Reproduce word for word the part of the post on aged care staffing that runs from "By 2012 the" up to and including "aged care workforce.".

» **SELECTED PASSAGE**:
----
Thursday, 7 January 2016
Failure to maintain staffing numbers and nursing care levels in Australian aged care facilities is a disgrace
In June 1999, a little over a year into the first term of the Howard Coalition Government, there were an estimated 132,420 older Australians in residential aged care facilities, with 61 per cent having “high care” dependency status.
Between 1994 and 1999 there was a 13.9% decrease in the number of registered nurses and a 26.0% decrease in the number of enrolled nurses, so that by 1999 there were 19,517 registered nurses employed full-time in residential aged care facilities and 13,818 enrolled nurses.
A decade later and the percentage of registered nurses working in residential aged care facilities fell from 11 per cent (or 18,313 individuals) in 2003 to 8 per cent (or 16,431 individuals) in 2009 and the number of enrolled nurses fell from 29 per cent (or 12,933) to 21 per cent (or 10,030) in 2009.
In 2011 the number of permanent residents in aged care numbered an est. 165,032 people.
By 2012 the percentage of the residential aged care workforce being registered nurses or enrolled nurses working in residential aged care had only risen to 14.7 per cent (or 13,939 individuals) and 11.6 percent (or 10,999 individuals) respectively, which is an actual fall in total numbers of RNs & ENs in the aged care workforce.
During the course of the 2013–14 financial year 270,559 people were admitted to age care facilities either on a permanent or respite basis. Nationally in March 2014 registered nurses comprised 15.3% of the residential aged care workforce and enrolled nurses made up 21.9% [Aged and Community Services NSW & ACT]. By June 2014 the “high care” dependency level of aged care residents had risen to 83 percent.
However, in 2014 the Abbott Government changed the federal Aged Care Act 1997 in such a way that allowed residential aged care operators to reduce the number of registered nurses employed in their nursing homes, as well as deregulating fees charged and accommodation bonds levied.
In response the NSW Government effectively grandfathers facilities subject to the current NSW Requirements for a period of 18 months in order to block any moves to reduce state legislated provision of a minimum of one registered nurse on duty 24/7 in nursing homes containing “high care” beds. This reprieve appears to come to an end around February this year but the state government’s formal response to the NSW Legislative Council report it ordered is not due until 29 April.
Meanwhile The Sydney Morning Herald reported on 1 January 2016 that: The profits of aged care homes surged 40 per cent in the past year as operators cut hours of nursing care while claiming higher payments from the federal government for servicing more of the most frail patients. The earnings boom in the sector comes after the government introduced widespread reforms of aged care in 2014…Yet while nursing homes report they are looking after more needy residents, the time spent caring for them declined by 7 per cent over the past year. In 2015, hours by care staff (nurses, care assistants and therapists) fell from 42.71 hours per fortnight to 39.80 hours per fortnight. At 2.8 hours a day, the average is well below the minimum of 4.5 hours per day of nursing care mandated in the US, said Lynda Saltarelli from the Aged Care Crisis advocacy group."Australia has no recommended levels for staffing," she said. "Over half of all nursing homes in Australia have nursing levels so low that most residents suffer harm."
----
» **GIVEN RECORDS**:
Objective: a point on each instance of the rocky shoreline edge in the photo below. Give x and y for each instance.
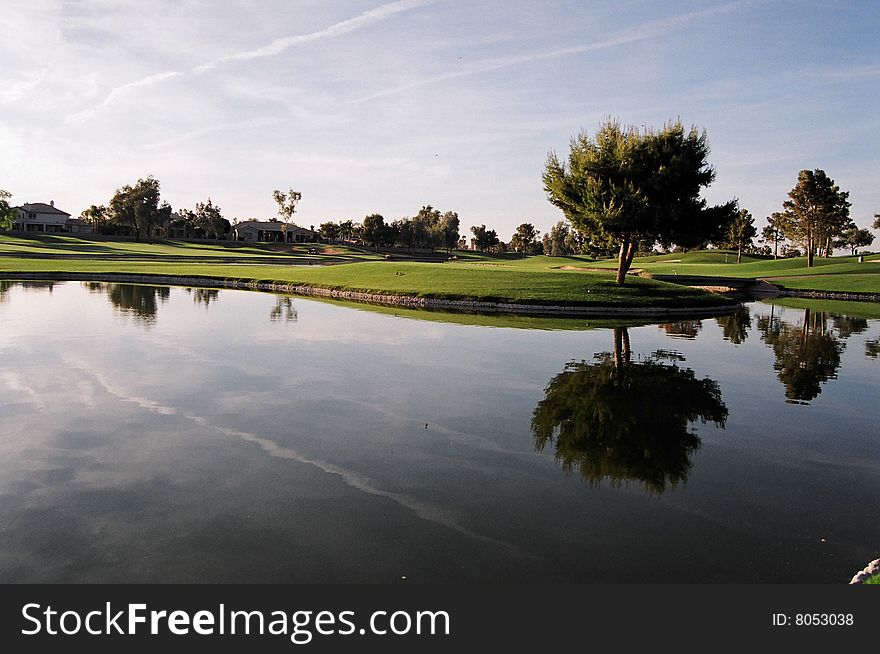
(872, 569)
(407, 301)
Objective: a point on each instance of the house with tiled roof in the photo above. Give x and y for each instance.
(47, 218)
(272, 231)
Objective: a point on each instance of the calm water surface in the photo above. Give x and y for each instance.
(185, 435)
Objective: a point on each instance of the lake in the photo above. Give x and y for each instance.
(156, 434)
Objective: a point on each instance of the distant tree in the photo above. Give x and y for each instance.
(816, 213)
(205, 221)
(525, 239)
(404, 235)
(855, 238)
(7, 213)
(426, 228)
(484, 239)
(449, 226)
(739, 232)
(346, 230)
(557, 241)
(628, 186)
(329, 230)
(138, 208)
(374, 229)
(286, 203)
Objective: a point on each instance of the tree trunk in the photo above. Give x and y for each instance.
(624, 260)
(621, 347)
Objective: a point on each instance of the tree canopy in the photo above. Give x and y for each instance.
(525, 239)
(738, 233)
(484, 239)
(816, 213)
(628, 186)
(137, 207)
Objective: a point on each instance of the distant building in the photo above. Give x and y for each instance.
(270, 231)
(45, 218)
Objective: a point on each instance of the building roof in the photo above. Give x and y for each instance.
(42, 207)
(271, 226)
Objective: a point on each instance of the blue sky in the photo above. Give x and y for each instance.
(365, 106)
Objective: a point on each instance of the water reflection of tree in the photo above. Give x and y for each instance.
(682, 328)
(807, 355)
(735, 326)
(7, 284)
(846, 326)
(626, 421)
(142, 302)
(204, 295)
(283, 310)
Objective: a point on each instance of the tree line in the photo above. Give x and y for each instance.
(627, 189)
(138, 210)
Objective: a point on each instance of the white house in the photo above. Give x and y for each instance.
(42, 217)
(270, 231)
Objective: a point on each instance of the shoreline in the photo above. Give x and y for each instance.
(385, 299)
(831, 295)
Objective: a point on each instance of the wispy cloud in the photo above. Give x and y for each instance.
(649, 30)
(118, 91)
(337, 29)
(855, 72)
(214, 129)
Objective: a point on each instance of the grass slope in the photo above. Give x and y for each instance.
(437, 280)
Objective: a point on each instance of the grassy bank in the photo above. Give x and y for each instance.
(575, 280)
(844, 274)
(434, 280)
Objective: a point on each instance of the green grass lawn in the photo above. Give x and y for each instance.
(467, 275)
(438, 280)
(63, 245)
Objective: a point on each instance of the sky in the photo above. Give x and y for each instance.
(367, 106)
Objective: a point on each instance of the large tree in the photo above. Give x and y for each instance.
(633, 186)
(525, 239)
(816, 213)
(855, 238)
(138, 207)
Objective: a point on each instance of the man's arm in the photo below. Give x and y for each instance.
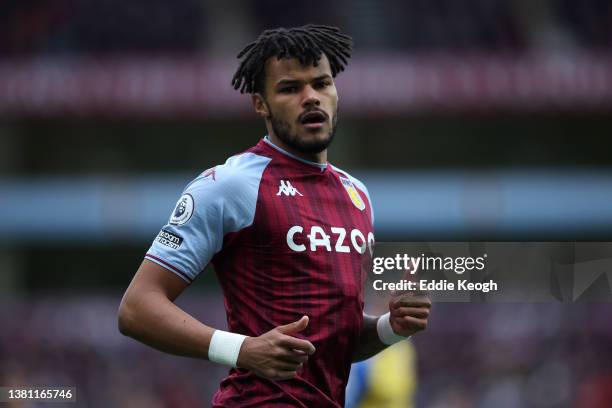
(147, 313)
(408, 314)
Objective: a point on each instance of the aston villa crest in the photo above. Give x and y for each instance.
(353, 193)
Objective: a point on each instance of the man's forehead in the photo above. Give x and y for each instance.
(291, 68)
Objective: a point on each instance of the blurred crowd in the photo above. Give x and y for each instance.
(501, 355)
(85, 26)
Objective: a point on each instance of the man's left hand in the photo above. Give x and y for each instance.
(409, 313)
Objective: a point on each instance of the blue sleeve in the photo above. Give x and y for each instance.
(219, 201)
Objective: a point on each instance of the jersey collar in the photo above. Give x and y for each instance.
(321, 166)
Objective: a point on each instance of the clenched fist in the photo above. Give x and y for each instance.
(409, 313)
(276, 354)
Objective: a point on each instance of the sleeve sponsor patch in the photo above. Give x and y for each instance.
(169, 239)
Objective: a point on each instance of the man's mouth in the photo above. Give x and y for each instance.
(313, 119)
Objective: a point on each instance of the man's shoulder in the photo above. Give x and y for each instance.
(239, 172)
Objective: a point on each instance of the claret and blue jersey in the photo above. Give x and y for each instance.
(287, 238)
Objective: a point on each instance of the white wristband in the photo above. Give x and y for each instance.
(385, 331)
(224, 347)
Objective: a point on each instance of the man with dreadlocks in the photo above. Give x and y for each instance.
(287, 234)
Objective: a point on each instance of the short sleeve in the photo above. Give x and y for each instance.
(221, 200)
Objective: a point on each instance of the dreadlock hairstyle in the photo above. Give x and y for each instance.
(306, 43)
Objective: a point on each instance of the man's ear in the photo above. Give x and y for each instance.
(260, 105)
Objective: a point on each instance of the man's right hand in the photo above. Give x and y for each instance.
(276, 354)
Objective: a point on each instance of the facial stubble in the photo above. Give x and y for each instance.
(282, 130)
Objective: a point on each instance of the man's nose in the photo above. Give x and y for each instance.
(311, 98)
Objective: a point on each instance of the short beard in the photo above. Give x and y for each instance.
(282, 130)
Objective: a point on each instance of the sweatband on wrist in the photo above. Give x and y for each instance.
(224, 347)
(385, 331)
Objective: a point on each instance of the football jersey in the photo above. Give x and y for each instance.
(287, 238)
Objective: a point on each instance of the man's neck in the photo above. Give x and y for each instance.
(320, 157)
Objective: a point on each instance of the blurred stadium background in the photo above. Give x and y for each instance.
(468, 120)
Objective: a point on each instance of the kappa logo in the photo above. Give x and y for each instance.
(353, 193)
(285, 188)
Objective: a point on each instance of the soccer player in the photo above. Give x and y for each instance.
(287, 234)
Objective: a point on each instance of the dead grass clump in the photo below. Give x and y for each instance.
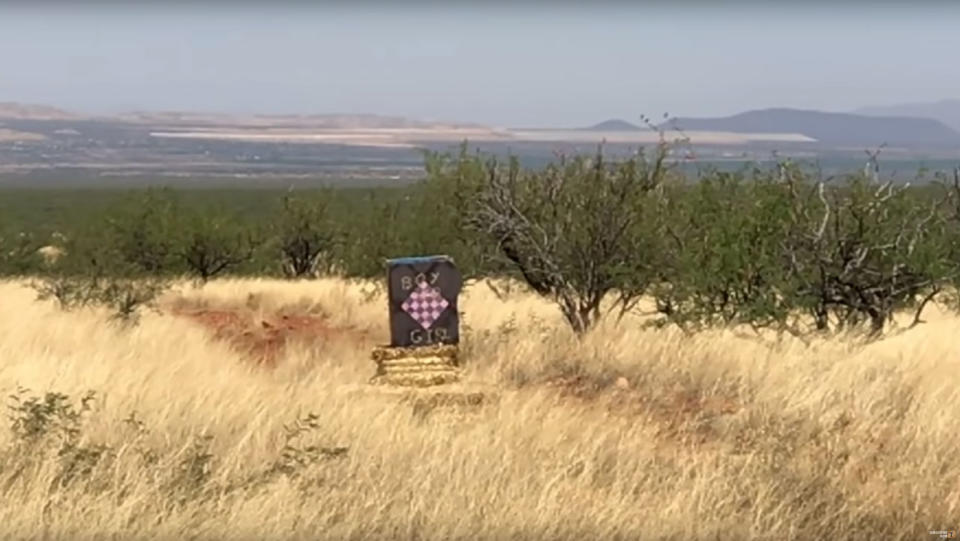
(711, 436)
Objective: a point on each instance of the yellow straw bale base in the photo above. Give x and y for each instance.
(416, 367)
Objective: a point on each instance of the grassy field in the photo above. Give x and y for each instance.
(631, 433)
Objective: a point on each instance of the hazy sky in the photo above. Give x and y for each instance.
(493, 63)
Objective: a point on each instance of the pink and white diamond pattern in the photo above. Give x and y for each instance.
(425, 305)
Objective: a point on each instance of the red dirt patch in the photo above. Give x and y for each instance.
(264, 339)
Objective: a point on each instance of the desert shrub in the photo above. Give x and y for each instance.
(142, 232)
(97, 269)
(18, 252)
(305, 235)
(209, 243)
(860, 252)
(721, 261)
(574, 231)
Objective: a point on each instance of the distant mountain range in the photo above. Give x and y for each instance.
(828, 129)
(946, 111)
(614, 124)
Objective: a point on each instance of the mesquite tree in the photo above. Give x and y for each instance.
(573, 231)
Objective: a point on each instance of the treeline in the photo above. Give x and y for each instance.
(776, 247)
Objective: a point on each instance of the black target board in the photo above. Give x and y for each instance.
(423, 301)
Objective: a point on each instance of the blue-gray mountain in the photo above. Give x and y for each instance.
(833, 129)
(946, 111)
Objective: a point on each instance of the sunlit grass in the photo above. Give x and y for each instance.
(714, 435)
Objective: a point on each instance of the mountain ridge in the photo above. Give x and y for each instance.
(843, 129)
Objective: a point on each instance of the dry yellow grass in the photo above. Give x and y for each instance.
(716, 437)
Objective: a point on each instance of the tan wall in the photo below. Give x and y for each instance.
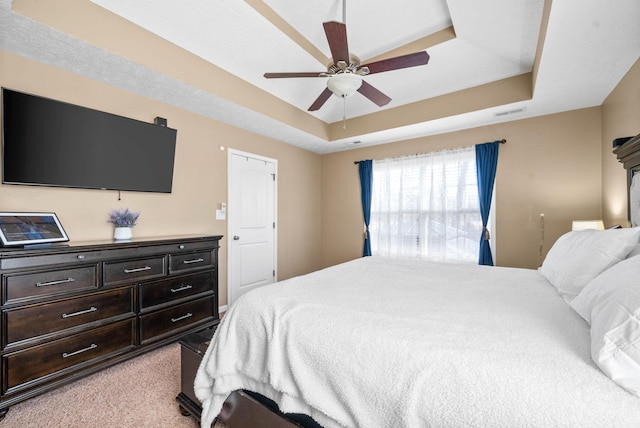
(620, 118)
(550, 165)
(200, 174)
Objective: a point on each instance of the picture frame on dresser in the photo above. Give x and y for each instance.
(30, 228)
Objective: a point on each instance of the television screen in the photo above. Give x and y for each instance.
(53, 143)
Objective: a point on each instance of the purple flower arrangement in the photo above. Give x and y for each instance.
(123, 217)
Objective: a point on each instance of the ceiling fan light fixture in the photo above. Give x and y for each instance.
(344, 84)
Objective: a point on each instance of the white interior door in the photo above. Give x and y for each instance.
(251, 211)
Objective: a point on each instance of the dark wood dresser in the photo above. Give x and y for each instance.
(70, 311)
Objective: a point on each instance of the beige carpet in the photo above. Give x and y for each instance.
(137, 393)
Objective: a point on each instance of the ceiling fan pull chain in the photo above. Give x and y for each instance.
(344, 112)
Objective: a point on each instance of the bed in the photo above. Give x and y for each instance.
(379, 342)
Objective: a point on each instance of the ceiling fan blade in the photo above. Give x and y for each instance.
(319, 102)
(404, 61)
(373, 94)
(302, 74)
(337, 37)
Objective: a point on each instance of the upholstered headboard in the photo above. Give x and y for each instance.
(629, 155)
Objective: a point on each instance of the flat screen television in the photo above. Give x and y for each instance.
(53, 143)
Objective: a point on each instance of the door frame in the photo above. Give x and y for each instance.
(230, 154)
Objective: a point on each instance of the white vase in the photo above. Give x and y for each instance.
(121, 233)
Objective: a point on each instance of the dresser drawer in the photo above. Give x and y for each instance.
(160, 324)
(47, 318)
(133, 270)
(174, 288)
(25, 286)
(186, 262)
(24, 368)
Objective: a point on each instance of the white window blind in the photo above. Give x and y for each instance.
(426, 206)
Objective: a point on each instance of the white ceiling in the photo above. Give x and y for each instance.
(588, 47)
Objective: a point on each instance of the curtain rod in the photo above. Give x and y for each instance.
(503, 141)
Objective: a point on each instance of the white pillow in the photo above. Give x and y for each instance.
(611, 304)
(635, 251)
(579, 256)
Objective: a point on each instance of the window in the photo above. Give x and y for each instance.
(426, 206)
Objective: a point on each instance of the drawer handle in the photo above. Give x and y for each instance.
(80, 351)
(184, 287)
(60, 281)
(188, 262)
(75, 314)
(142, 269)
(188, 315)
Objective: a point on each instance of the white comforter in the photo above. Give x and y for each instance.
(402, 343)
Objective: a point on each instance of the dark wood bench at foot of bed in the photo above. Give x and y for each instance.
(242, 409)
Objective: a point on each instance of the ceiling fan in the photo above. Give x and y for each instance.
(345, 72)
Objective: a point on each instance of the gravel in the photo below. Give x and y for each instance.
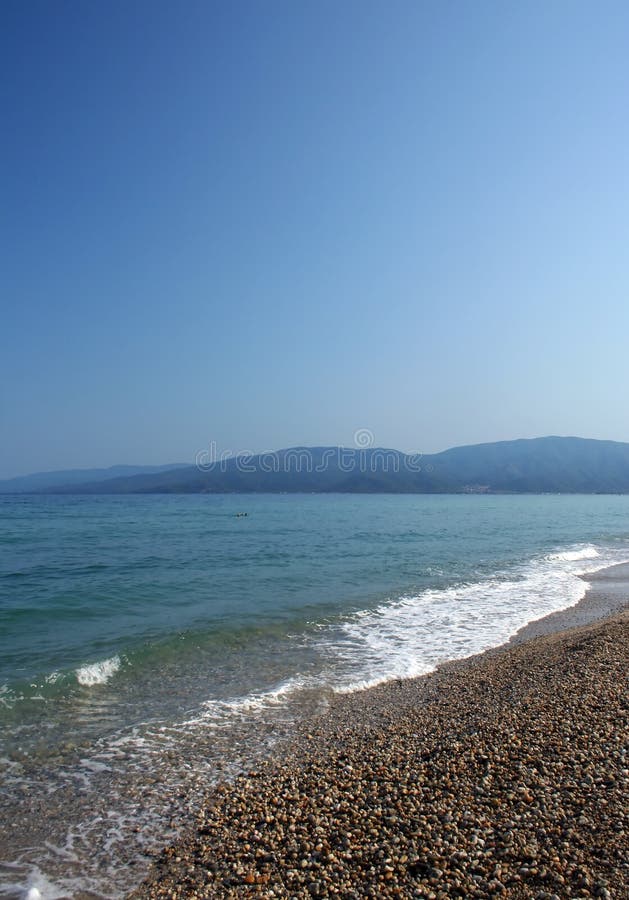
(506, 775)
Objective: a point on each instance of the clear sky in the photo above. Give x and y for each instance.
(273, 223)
----
» **SOLUTION BELOW**:
By 2012 the percentage of the residential aged care workforce being registered nurses or enrolled nurses working in residential aged care had only risen to 14.7 per cent (or 13,939 individuals) and 11.6 percent (or 10,999 individuals) respectively, which is an actual fall in total numbers of RNs & ENs in the aged care workforce.